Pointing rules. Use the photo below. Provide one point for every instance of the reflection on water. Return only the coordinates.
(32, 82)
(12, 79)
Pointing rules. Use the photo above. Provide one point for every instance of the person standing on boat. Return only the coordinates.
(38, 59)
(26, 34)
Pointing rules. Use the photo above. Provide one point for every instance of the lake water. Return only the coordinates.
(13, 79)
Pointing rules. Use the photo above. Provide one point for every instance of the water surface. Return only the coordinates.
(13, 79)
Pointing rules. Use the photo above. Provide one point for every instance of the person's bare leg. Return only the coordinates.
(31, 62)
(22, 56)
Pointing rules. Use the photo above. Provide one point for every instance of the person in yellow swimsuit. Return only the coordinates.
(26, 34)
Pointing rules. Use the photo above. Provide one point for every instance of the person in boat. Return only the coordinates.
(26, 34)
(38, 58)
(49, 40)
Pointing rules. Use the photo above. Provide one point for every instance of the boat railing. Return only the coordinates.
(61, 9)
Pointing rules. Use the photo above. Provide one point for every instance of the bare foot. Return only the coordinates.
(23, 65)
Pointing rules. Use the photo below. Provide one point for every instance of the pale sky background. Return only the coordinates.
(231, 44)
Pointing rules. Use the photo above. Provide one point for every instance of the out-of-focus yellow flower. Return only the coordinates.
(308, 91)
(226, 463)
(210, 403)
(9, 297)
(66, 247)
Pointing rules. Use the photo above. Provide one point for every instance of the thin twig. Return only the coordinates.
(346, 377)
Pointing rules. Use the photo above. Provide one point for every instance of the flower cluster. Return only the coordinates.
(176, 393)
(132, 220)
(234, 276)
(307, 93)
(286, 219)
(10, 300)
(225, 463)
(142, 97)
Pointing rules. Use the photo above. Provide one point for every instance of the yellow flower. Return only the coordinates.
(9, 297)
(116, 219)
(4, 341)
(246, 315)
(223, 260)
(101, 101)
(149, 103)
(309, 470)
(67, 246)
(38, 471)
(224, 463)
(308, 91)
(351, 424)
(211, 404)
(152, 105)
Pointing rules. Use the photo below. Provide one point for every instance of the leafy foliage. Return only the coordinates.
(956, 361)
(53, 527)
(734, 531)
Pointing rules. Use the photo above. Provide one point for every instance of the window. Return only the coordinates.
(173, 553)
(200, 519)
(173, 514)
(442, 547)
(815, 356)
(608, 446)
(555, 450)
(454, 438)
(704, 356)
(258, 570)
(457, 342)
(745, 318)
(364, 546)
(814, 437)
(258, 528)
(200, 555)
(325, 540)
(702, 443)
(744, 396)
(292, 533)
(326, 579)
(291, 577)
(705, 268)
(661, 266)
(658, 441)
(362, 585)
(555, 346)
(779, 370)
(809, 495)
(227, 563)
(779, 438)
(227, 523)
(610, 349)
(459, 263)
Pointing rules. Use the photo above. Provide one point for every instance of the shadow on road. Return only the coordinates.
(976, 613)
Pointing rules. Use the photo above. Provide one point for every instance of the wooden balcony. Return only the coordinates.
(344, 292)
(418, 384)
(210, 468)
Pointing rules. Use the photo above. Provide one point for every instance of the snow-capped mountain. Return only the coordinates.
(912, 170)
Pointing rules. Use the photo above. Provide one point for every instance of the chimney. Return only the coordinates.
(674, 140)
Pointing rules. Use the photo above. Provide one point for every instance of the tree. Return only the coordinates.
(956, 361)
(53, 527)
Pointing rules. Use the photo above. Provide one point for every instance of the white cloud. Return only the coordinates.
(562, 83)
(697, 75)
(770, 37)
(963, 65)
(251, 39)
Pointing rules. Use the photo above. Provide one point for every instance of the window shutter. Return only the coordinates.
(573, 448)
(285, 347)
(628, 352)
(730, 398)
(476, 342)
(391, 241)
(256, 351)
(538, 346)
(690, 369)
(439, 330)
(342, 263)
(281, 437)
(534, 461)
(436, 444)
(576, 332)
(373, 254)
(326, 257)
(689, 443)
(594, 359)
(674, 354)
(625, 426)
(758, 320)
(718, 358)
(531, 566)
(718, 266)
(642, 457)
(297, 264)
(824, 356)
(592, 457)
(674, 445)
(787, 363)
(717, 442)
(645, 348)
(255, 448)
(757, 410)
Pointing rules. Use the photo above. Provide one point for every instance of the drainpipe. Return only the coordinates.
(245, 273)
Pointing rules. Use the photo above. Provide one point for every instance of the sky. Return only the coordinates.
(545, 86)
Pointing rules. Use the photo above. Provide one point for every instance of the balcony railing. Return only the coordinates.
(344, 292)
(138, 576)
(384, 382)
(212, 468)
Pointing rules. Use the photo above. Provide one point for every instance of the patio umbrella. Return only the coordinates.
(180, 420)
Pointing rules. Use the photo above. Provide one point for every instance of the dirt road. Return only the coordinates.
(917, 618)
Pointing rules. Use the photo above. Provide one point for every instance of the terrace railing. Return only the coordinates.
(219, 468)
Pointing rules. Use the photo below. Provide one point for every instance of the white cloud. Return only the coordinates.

· · · · ·

## What to do
Copy out all of the lines above again, word for word and in the same order.

## Written answer
Pointing rules. Use the photo below. Provide one point for every instance of the reflection on water. Return only the coordinates.
(32, 82)
(12, 79)
Pointing rules. Use the photo above. Provide one point for every instance of the person standing on boat. Return only the coordinates.
(38, 59)
(26, 34)
Pointing rules. Use the photo above. Provide one point for every instance of the lake water. Return only the coordinates.
(13, 79)
Pointing rules. Use the photo above. Provide one point for every instance of the water surface. Return only the coordinates.
(13, 79)
Pointing rules. Use the photo above. Provide one point for every instance of the person's bare leg. Return only the coordinates.
(31, 62)
(22, 56)
Pointing rules. Use the photo above. Provide one point for every instance of the person in yellow swimsuit. Return only the coordinates.
(26, 34)
Pointing rules. Use the photo above. Provide one point for every instance of the person in boat. Return only the coordinates.
(26, 34)
(38, 58)
(49, 40)
Pointing rules. Use the photo above. Provide one point for every instance of the boat railing. Return only the coordinates.
(61, 9)
Pointing rules. Use the photo above. Provide one point for every instance of the bare foot. Return only the coordinates.
(23, 65)
Pointing rules. Use the photo below. Provide one point for every instance of the pale sky background. Return only the coordinates.
(231, 44)
Pointing rules. Use the photo above. Provide one point for every instance of the out-of-focus yellow flower. Return only the coordinates.
(308, 91)
(226, 463)
(210, 403)
(9, 297)
(66, 247)
Pointing rules. Use the photo above. Provide one point for every instance of the thin twig. Return only the coordinates.
(346, 377)
Pointing rules. Use the photo above. Provide one point for every instance of the flower cluster. Return only the coordinates.
(176, 393)
(132, 220)
(234, 276)
(307, 93)
(286, 219)
(10, 300)
(225, 463)
(142, 97)
Pointing rules. Use the photo above. Provide one point for every instance of the yellow flower. Return only the coordinates.
(9, 297)
(116, 219)
(4, 341)
(246, 315)
(223, 260)
(101, 101)
(149, 103)
(309, 470)
(67, 246)
(38, 471)
(224, 463)
(308, 91)
(351, 424)
(211, 404)
(152, 105)
Pointing rules. Use the photo below. Provide one point for every instance of the leafy foliage. Return only the coordinates.
(956, 361)
(53, 527)
(734, 531)
Pointing rules. Use the photo above. Provide one point for every instance of the window. Return only the coordinates.
(173, 553)
(200, 519)
(173, 514)
(442, 547)
(815, 356)
(608, 446)
(555, 450)
(454, 438)
(704, 356)
(258, 570)
(457, 342)
(745, 318)
(364, 546)
(814, 437)
(258, 528)
(200, 555)
(325, 540)
(702, 443)
(744, 396)
(292, 533)
(326, 579)
(291, 577)
(705, 268)
(661, 266)
(658, 441)
(362, 585)
(555, 346)
(779, 370)
(809, 495)
(227, 563)
(779, 438)
(227, 523)
(610, 349)
(459, 263)
Pointing rules. Use the photo above. Provide one point for every instance of the shadow on road. Return only the coordinates.
(976, 613)
Pointing rules. Use the photo above. Provide one point for every instance of the wooden balcony. Return only the coordinates.
(344, 292)
(418, 384)
(210, 468)
Pointing rules. Use the photo above. Provide one point for every instance of the snow-capped mountain. Return only the coordinates.
(912, 170)
Pointing rules. Use the photo above. Provide one point for every instance of the chimney. Return only the coordinates.
(674, 140)
Pointing rules. Use the photo above. Provide one point for every instance of the tree. Return only the coordinates.
(956, 361)
(53, 527)
Pointing rules. Use the photo above. Provide one point for every instance of the white cloud. Return only the coordinates.
(562, 83)
(697, 75)
(770, 37)
(963, 65)
(251, 39)
Pointing rules. Use the photo above. Provide one point for every instance of the window shutter. Return only the coordinates.
(573, 448)
(285, 347)
(628, 352)
(730, 398)
(476, 342)
(391, 241)
(256, 351)
(538, 346)
(690, 369)
(439, 330)
(342, 263)
(281, 437)
(534, 461)
(436, 444)
(576, 332)
(373, 254)
(326, 257)
(689, 443)
(594, 359)
(674, 354)
(625, 426)
(758, 320)
(718, 358)
(531, 566)
(718, 266)
(642, 457)
(297, 264)
(824, 356)
(592, 457)
(674, 445)
(787, 363)
(717, 442)
(645, 348)
(255, 448)
(757, 410)
Pointing rules. Use the photo above. Provide one point for every instance of the drainpipe. Return only the coordinates.
(245, 273)
Pointing rules. Use the photo above. Provide one point for every instance of the sky. Return only the coordinates.
(545, 86)
Pointing rules. Use the photo above. Provide one point for every instance of the balcony railing. Return only the coordinates.
(344, 292)
(138, 576)
(384, 382)
(212, 468)
Pointing rules. Use the photo above. Provide one point for every instance of the patio umbrella. Return only the coordinates.
(180, 420)
Pointing rules. Use the photo above. Provide one point for every instance of the dirt road. Return only the coordinates.
(917, 618)
Pointing rules. Use the photo above. Provide one point for every instance of the terrace railing. Return only the coordinates.
(219, 468)
Pointing rules. Use the photo below. Provide one point for every instance of the white cloud. Return only the coordinates.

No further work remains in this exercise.